# What do betta eat? Do betta eat cricket?



## Nuttawet (Aug 18, 2009)

What do betta eat? Do betta eat cricket?


----------



## RandyTheBettaFish (Jul 11, 2012)

Bettas don't eat crickets!! They eat bloodworms, betta flakes and betta pellets, just to name a few. Betta fry can eat microworms or baby brine shrimp.


----------



## fishchick6485 (Aug 17, 2012)

They CANNOT eat crickets, it's very very bad for them because crickets can have diseases (even from pet stores) and can pose as a life threat for your betta, they will eat them cause they eat anything, but most of those things are life-threatening for them, they can eat betta fish food, like betta bits which they sell in petsmart and petco, and also other places if you bought your betta somewhere where its not petco or petsmart, they can also eat bloodworms, but only freezed or freezed-dried bloodworms because live ones can have diseases, they can also eat live baby brine shrimp, but its alot of care for them... so yeah, Hope I Helped! -FishChick6485


----------



## Nuttawet (Aug 18, 2009)

The smallest cricket is what i'm talking about, can betta eat smallest cricket?


----------



## RandyTheBettaFish (Jul 11, 2012)

NO! Don't even risk it, the fish might choke on the cricket.


----------



## Destinystar (May 26, 2012)

No way dont try or risk it !


----------



## kfryman (Nov 7, 2011)

In the wild they would eat bugs right? I don't see a problem with feeding a pin head, except where you get it from...

I wouldn't feed crickets just because of the conditions they are kept in, usually there are tons of dead crickets in the place they are kept, hunting at bad care, malnutrition, and disease. If you were to breed them I don't see a problem.


----------



## Nuttawet (Aug 18, 2009)

## DIRECTIONS
#1 Answer these from the thread:
(a) According to RandyTheBettaFish, what can betta fry eat?
(b) Why does fishchick6485 say live bloodworms should be avoided?
(c) What risk of feeding a betta the smallest cricket does RandyTheBettaFish name?
#2 Reproduce the part of the thread starting with "No way dont" and going on through "get it from...".

## LISTED RECORDS

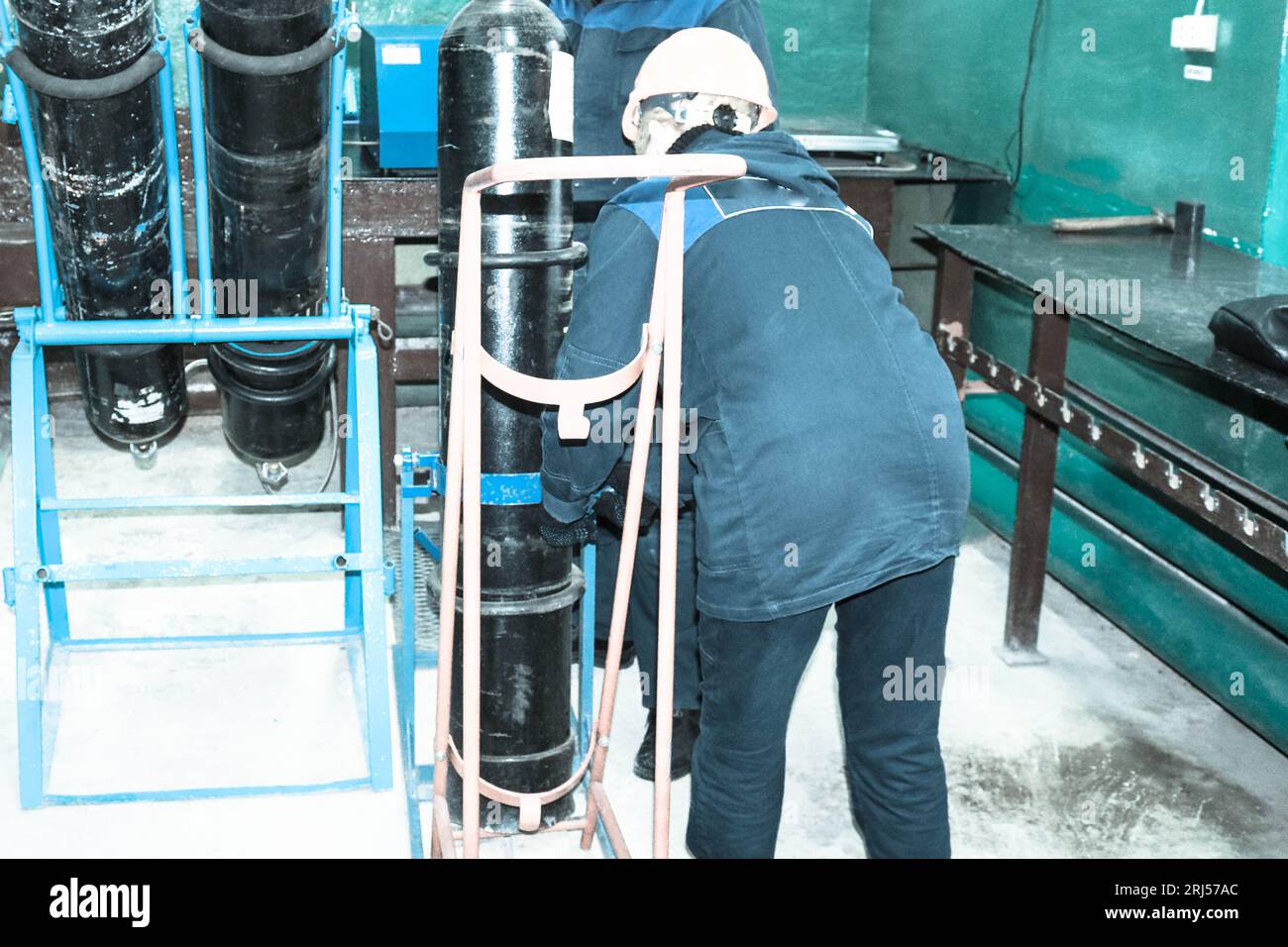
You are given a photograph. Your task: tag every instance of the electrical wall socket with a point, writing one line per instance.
(1196, 34)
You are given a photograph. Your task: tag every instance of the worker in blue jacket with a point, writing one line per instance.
(828, 467)
(609, 40)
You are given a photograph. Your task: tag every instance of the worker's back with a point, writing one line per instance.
(829, 454)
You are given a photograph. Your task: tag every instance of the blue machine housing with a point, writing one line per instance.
(398, 108)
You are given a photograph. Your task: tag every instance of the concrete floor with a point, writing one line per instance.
(1102, 753)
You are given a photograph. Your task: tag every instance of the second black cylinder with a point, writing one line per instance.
(267, 155)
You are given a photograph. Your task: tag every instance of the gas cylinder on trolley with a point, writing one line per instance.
(501, 97)
(267, 157)
(104, 171)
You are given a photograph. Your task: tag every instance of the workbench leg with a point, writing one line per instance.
(1035, 492)
(954, 298)
(370, 279)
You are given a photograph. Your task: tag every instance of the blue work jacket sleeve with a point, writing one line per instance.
(603, 335)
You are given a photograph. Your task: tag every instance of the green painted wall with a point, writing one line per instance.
(1108, 127)
(820, 50)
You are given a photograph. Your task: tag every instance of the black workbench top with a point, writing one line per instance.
(1175, 305)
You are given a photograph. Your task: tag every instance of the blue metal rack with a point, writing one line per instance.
(497, 489)
(40, 577)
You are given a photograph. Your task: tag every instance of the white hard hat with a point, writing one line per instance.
(700, 60)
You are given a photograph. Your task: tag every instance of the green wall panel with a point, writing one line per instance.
(1120, 120)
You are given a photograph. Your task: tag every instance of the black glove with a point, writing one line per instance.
(562, 535)
(612, 501)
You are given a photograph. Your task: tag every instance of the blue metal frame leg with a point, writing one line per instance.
(27, 367)
(364, 446)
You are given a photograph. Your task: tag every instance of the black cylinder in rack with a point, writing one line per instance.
(267, 157)
(103, 165)
(497, 60)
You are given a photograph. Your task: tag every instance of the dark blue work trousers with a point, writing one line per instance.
(750, 673)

## ANSWER LIST
#1
(a) Microworms or baby brine shrimp.
(b) Live bloodworms can have diseases.
(c) The fish might choke on the cricket.

#2
No way dont try or risk it !


----------



## kfryman (Nov 7, 2011)

In the wild they would eat bugs right? I don't see a problem with feeding a pin head, except where you get it from...